**Provided data**
********

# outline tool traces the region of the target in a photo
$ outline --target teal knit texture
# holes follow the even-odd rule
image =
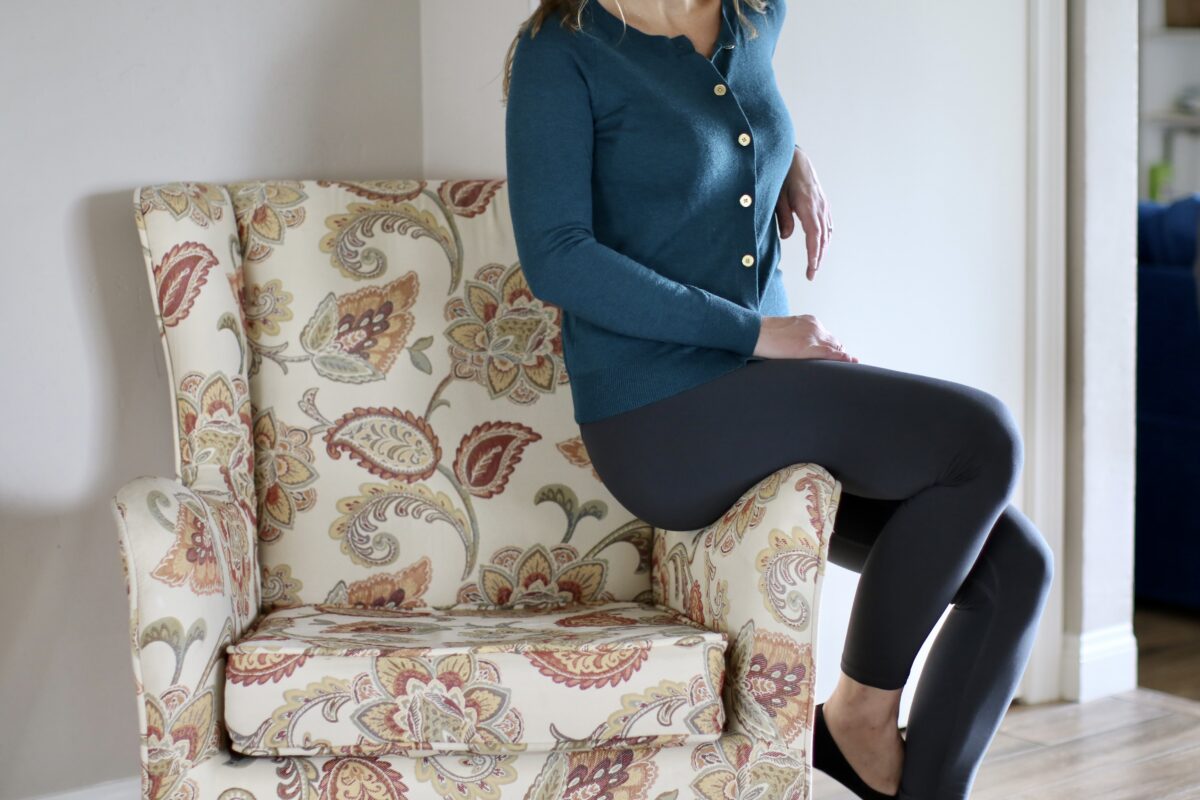
[[[575,421],[668,397],[753,358],[788,314],[775,204],[795,131],[772,56],[786,14],[721,0],[712,57],[589,0],[512,62],[506,159],[517,256],[562,311]]]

********

**Work task**
Lines containing the word "outline": copy each of them from the material.

**Reply to the exercise**
# outline tool traces the region of the target in a photo
$ outline --target teal knit texture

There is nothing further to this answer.